• EXERCISE REQUIREMENTS
Rewrite every line of the records below, from the line containing "Scan the photo. Do you find any shirt sleeve?" down to the line containing "[24, 31, 85, 74]", requests included, and shift each bounding-box coordinate in the answers up by 137. Leave the numbers inside the requests unchanged.
# start of EXTRACTED RECORDS
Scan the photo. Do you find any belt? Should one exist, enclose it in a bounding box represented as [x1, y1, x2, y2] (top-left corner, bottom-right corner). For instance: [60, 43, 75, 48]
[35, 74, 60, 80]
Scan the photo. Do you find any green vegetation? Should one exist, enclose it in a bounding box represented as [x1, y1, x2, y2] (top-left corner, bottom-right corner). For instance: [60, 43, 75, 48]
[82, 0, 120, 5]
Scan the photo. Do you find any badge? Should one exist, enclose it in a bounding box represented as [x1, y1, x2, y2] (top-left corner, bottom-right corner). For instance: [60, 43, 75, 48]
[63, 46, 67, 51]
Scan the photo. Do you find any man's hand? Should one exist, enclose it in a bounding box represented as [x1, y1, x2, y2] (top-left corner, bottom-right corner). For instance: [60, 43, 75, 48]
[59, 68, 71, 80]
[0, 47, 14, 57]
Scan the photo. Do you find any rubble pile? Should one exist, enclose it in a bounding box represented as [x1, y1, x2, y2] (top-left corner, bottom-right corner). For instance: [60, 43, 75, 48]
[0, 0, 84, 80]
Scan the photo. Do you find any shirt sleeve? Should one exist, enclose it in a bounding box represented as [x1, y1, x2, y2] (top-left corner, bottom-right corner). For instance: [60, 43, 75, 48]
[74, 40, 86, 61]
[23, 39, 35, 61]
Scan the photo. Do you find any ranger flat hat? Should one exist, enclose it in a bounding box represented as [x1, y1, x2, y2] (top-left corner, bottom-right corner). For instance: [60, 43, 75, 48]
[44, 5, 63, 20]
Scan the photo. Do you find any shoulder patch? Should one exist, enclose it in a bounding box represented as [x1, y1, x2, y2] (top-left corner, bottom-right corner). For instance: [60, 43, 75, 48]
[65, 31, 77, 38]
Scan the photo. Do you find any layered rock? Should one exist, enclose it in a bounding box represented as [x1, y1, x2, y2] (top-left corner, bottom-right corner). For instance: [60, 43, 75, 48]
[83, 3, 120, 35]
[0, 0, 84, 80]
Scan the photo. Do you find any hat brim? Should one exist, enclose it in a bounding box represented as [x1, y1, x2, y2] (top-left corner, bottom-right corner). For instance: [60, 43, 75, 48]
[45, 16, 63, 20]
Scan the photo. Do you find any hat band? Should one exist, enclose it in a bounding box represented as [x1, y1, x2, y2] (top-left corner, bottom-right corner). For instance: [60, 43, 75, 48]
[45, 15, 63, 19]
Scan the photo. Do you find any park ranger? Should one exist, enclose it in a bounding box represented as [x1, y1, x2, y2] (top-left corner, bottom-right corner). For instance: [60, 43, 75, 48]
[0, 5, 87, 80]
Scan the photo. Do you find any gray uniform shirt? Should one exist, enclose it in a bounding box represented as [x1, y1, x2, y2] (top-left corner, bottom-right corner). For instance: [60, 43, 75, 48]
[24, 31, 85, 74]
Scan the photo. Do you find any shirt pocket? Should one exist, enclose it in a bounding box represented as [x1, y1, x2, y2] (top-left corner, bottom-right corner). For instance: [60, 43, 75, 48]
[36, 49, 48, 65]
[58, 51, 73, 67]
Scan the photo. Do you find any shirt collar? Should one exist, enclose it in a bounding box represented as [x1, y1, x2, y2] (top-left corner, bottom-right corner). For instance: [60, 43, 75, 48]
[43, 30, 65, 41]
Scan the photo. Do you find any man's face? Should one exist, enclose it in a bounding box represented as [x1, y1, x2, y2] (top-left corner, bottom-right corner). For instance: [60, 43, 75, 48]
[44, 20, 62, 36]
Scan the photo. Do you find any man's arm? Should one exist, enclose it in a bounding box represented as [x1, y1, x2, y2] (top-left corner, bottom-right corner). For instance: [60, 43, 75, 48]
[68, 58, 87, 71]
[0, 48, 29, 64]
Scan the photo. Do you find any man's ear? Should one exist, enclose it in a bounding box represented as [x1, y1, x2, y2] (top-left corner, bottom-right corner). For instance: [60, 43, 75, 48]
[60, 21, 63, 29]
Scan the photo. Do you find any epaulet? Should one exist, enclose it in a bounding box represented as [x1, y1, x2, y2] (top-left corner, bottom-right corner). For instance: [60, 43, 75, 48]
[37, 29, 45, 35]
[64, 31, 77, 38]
# end of EXTRACTED RECORDS
• WRITTEN ANSWER
Scan the photo. Do you find any shirt sleeve? Should one exist, enclose it in a bounding box represented as [x1, y1, x2, y2] (top-left corner, bottom-right corner). For instance: [60, 43, 75, 48]
[211, 177, 223, 198]
[160, 176, 172, 198]
Scan the photo. Do you find any ranger flat hat? Should one exist, enclose it in a bounding box represented as [x1, y1, x2, y2] (top-left corner, bottom-right corner). For instance: [60, 43, 75, 48]
[181, 142, 200, 157]
Scan the photo. Do you find any shoulder patch? Should one exist, enclose it in a bounding box represented as [x1, y1, x2, y2] (top-left corner, bottom-right corner). For instance: [60, 43, 75, 48]
[202, 168, 214, 175]
Scan the photo. Do you find any layered rock? Should one exist, enclose it in a bounding box represented as [x1, y1, x2, y2] (top-left corner, bottom-right corner). For instance: [60, 43, 75, 48]
[220, 140, 257, 172]
[137, 137, 221, 217]
Scan the photo. Do you find any hat brim? Should one exist, enclose it in a bounding box represented as [x1, y1, x2, y2] (top-left corner, bottom-right corner). For instance: [60, 43, 75, 48]
[182, 153, 200, 157]
Scan the photo. Do you find any hat band? Should one exist, enclose it in a bounding box represented as [x1, y1, x2, y2] (top-left corner, bottom-right corner). For instance: [60, 43, 75, 48]
[182, 152, 200, 156]
Scan the photo. Do you find any park ranger? Should one exist, enclose it in a bounding box represented as [x1, y1, x2, y2] (top-left corner, bottom-right corner). For instance: [60, 43, 75, 48]
[137, 142, 224, 217]
Scan the photo. Do you find any gray uniform shirt? Should one exist, enclose it in a bounding box represented as [x1, y1, x2, y2] (top-left corner, bottom-right corner). For instance: [60, 43, 75, 48]
[161, 168, 222, 211]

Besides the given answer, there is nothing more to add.